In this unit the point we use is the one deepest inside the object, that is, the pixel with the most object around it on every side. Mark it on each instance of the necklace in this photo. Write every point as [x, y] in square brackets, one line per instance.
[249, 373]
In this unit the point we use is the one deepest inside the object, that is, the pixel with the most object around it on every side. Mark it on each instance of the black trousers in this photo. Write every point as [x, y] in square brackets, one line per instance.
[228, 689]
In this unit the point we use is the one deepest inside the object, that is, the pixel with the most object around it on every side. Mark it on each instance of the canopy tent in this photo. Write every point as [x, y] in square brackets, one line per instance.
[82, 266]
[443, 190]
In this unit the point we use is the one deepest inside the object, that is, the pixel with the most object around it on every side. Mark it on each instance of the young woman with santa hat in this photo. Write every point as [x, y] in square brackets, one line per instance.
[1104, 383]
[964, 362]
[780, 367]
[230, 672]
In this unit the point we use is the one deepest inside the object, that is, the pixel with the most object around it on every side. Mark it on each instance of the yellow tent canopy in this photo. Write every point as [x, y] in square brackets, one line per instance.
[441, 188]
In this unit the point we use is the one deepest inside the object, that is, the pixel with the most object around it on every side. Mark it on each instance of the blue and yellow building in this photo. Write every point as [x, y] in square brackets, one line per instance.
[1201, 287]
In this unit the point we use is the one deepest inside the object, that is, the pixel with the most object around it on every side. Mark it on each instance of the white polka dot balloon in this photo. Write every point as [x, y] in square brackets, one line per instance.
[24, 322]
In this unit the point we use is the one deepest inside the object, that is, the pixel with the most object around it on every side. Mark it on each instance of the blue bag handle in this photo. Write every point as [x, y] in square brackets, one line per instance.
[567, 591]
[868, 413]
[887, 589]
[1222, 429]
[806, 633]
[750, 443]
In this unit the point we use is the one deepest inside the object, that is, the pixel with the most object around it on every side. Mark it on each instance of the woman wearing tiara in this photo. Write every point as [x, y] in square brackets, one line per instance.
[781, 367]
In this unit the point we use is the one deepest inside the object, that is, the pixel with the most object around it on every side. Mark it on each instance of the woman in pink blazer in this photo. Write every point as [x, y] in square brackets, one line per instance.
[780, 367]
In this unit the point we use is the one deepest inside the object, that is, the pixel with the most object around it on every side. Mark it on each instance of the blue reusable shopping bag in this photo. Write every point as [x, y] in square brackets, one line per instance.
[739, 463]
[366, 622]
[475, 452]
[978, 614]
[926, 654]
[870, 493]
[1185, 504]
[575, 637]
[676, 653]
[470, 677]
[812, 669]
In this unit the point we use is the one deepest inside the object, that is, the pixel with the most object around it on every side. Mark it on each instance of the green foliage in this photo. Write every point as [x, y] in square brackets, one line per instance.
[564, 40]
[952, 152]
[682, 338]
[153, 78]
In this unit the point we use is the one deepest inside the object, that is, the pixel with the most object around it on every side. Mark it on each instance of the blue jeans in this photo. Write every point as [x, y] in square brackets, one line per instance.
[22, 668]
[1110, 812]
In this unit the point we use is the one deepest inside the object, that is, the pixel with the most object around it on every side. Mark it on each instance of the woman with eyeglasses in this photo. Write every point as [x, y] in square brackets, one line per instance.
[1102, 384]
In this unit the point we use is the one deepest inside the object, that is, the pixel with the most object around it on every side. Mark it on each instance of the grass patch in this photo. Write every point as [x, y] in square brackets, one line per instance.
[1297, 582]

※

** EXERCISE **
Arrange all of the material above as a numbered list, leaving out any blank lines.

** EXPECTED OUTPUT **
1. In this unit the point we use is the one deepest inside the object, that is, the pixel with the most object around it on every side. Mark it on each instance of the necklace in this photo. Write every point as [x, y] in square brackets, one line per instance.
2. [249, 373]
3. In this unit the point we use is the one deepest inside the object, that is, the pixel with the most object around it on every side. Mark it on each instance of the black trousers in this photo. Write every point as [x, y] in square brackets, one line per instance.
4. [228, 689]
5. In this unit the point we use is the one deepest inside the object, that is, the pixel with the most object around it on every side. Mark it on each instance of the canopy tent in this photo. Write every point as [x, y] in square brackets, one line per instance.
6. [82, 266]
7. [443, 190]
8. In this unit the point we use is the one deepest inside the object, that is, the pixel with the most object around it on every side. Mark it on each instance of the young woman with santa hat in this photo. Write every point as [x, y] in square brackets, one line per instance.
9. [1104, 383]
10. [964, 362]
11. [780, 367]
12. [230, 672]
13. In this unit the point we use is the one deepest inside the object, that is, the pixel with the most object around it on every side. Mark it on each instance of the yellow tent canopy in this photo. Write every point as [x, y] in square brackets, one line per instance.
14. [441, 188]
15. In this unit the point we use is the one deepest inside the object, that is, the pixel with the most object around it on every side. Mark it on each instance of the blue and yellow building in this photo. Write every point as [x, y] in square brackets, one line per instance.
16. [1201, 287]
17. In this unit the point we use is the one deepest inside the object, that is, the pixel with the most object around it on every side. Mark it on each instance of the white polka dot balloon in this photo. Write every point as [x, y] in square brackets, one line per instance.
18. [24, 322]
19. In this unit the point we use is the one deepest inside the object, that is, the pixel with the most object around it on every side. Mark it on each instance of the blue bag handle in this photo. Write every point as [x, y] in square brackets, one line per instance.
20. [567, 591]
21. [868, 413]
22. [887, 589]
23. [1222, 429]
24. [806, 633]
25. [750, 443]
26. In this unit the point we use is the one deepest inside the object, that is, the pixel with the most object around it on every side. Mark it on each instance of the woman wearing tiara in this photo. Write every point as [x, y] in square brackets, one line per instance.
27. [781, 367]
28. In this unit the point we use is the one deepest inside the object, that is, the pixel with the most object around it on every side. Mark it on each instance of the woman in pink blazer in this photo. Write every point as [x, y] in square brackets, one line per instance.
29. [780, 367]
30. In this unit the point we use is the one deepest inside the object, that is, the pixel with the most object around it on every side. Mark it on each instance of the blue reusable shopping bag in this photo. Write every point as [x, y] in square brackets, one line per instance.
31. [739, 463]
32. [366, 622]
33. [475, 452]
34. [978, 614]
35. [926, 654]
36. [870, 493]
37. [1185, 504]
38. [575, 637]
39. [676, 653]
40. [470, 677]
41. [812, 669]
42. In this unit the point we use is the one deepest inside the object, that is, the pixel with the most object around it on every side. Mark it on each instance of the green foliage in this photo. Write every point as [x, y] in square brackets, one line per instance.
43. [564, 40]
44. [952, 152]
45. [682, 338]
46. [153, 78]
47. In this unit the point we use is the one deepest inside the object, that is, the pixel with the most object around it on every side. Mark it on each instance of the blue jeans in this photo. Write every point as [x, y] in square brackets, one line per instance.
48. [22, 668]
49. [1110, 812]
50. In this unit the point we use is the one deepest inside the object, that is, the pixel with the most object around it on every side. Mark it on each instance of the woman with eyeglasses in this photo. Write every point as [x, y] in square brackets, one line per instance.
51. [1102, 384]
52. In this unit the point we use is the one deepest inside the object, that is, the pixel with the most object around it on every side. Mark it on each instance of the grass patch in this photo. Write every point as [x, y] in square brackets, one line per instance.
53. [1297, 582]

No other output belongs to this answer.